SELECTED EXTRACT:
Biologists said the heavy-metal pollution would almost immediately enter
the food chain, from the lowly crabs and frogs to the eagles, storks and
flamingos that feed here. They fear the effects all the more because this
is the breeding season and toxic substances will especially harm the young. 

"We know that the impact of heavy metals in nature may last for decades,"
said Alberto Ruiz, acting director of the Donana Biological Station, in the
reserve. After viewing the damage from a plane, he said, "What worries me
just as much is that by diverting the Guadiamar River, Donana will get much
less water, which can be very damaging." 

The main concern is the 185,000-acre Donana Park, a protected area, and its
surrounding buffer zone, which together are a mixture of swamps, dunes and
woodlands of pine, juniper and cork trees. Some 300 bird species use the
area to breed, rest or winter. 

Donana is on the main route of many of Europe's migratory birds like ducks,
storks and geese that stop off on their way to and from West Africa. Many
mammals also thrive there, including deer, boars and the threatened Iberian
lynx. 

But farms and tourism developers have been encroaching on the fertile
region around the park, causing pesticides and fertilizers to leach into
the ground water and causing water tables to drop.

SUPPLIED INFORMATION:
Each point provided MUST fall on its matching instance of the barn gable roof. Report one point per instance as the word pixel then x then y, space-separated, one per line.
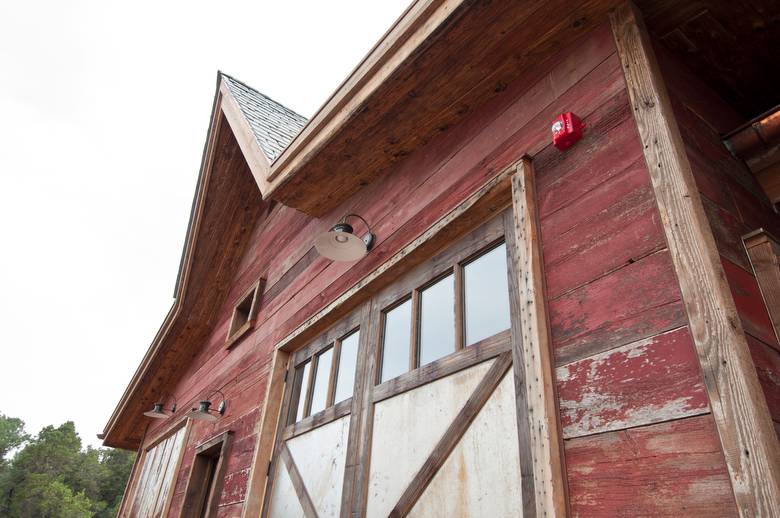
pixel 247 130
pixel 273 125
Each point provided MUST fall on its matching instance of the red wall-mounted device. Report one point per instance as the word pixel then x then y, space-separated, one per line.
pixel 567 129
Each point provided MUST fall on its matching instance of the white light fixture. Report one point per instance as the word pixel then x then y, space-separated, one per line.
pixel 204 412
pixel 341 244
pixel 159 412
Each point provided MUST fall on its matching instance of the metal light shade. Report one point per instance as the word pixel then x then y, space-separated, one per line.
pixel 341 244
pixel 158 412
pixel 203 412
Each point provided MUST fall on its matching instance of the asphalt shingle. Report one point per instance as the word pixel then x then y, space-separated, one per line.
pixel 273 124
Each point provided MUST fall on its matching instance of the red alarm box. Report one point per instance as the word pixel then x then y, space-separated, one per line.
pixel 567 129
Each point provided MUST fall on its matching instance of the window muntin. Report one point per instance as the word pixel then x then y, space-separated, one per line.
pixel 322 372
pixel 437 320
pixel 345 367
pixel 486 295
pixel 466 302
pixel 395 341
pixel 325 375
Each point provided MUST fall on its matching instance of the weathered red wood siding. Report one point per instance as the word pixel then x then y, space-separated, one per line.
pixel 639 440
pixel 735 205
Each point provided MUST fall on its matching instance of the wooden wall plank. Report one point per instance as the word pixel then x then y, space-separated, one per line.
pixel 637 301
pixel 532 352
pixel 653 380
pixel 741 415
pixel 670 469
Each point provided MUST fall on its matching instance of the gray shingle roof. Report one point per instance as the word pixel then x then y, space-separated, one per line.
pixel 274 125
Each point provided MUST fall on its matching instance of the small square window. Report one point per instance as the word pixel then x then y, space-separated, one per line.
pixel 244 314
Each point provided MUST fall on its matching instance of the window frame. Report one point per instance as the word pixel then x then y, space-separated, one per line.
pixel 331 339
pixel 237 330
pixel 450 261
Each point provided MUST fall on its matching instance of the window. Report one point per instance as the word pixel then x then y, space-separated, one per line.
pixel 205 483
pixel 244 314
pixel 456 300
pixel 325 372
pixel 425 344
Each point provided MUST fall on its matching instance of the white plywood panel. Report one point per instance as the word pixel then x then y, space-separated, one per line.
pixel 284 500
pixel 481 477
pixel 320 456
pixel 157 476
pixel 406 429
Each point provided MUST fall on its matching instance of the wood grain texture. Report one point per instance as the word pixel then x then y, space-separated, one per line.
pixel 750 305
pixel 533 356
pixel 453 434
pixel 649 381
pixel 450 364
pixel 295 475
pixel 666 470
pixel 741 415
pixel 266 434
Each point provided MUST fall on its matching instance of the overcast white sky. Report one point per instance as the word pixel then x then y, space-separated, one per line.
pixel 104 108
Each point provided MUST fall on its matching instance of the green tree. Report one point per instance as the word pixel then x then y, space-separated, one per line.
pixel 12 435
pixel 52 477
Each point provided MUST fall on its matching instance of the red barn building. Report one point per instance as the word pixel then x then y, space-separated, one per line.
pixel 533 331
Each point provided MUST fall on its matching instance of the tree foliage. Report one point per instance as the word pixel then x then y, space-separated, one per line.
pixel 51 476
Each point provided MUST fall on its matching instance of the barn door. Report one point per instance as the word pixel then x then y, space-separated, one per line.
pixel 444 437
pixel 309 462
pixel 432 429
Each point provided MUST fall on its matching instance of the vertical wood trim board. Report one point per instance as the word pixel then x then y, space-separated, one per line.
pixel 449 440
pixel 533 352
pixel 738 405
pixel 297 480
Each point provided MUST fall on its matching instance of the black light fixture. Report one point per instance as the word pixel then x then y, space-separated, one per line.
pixel 158 411
pixel 341 244
pixel 204 411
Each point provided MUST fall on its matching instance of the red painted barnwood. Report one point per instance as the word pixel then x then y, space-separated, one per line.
pixel 639 300
pixel 452 188
pixel 649 381
pixel 670 469
pixel 611 226
pixel 234 487
pixel 562 177
pixel 750 305
pixel 767 361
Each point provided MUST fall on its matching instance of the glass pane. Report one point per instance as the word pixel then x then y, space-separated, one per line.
pixel 319 396
pixel 345 381
pixel 303 372
pixel 487 295
pixel 395 348
pixel 437 320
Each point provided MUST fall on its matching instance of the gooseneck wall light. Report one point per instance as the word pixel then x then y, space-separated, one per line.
pixel 158 411
pixel 204 411
pixel 341 244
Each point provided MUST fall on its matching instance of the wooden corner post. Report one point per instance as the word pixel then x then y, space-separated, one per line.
pixel 532 352
pixel 738 405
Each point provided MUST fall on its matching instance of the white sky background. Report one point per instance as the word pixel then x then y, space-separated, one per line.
pixel 104 108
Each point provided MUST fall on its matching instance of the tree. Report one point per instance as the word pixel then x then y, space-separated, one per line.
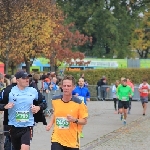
pixel 110 23
pixel 141 36
pixel 35 30
pixel 8 30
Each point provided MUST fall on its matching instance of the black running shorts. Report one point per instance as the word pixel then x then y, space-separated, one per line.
pixel 123 104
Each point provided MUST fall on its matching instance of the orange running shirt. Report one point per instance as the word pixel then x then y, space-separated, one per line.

TASKS:
**a)** Summarize the Donana passage in two sentences.
**b)** Quote the part of the Donana passage that opens with the words containing "The main concern" and closes with "tables to drop.".

RESULTS OF THE TASKS:
**a)** Biologists fear that heavy-metal pollution will almost immediately enter Donana's food chain and harm the young during the breeding season, and the acting director of the Donana Biological Station also worries that diverting the Guadiamar River will leave Donana with much less water. The 185,000-acre park and its buffer zone host some 300 bird species and mammals such as the threatened Iberian lynx, but farms and tourism developers encroaching on the surrounding region have caused pesticides and fertilizers to leach into the ground water and water tables to drop.

**b)**
The main concern is the 185,000-acre Donana Park, a protected area, and its
surrounding buffer zone, which together are a mixture of swamps, dunes and
woodlands of pine, juniper and cork trees. Some 300 bird species use the
area to breed, rest or winter. 

Donana is on the main route of many of Europe's migratory birds like ducks,
storks and geese that stop off on their way to and from West Africa. Many
mammals also thrive there, including deer, boars and the threatened Iberian
lynx. 

But farms and tourism developers have been encroaching on the fertile
region around the park, causing pesticides and fertilizers to leach into
the ground water and causing water tables to drop.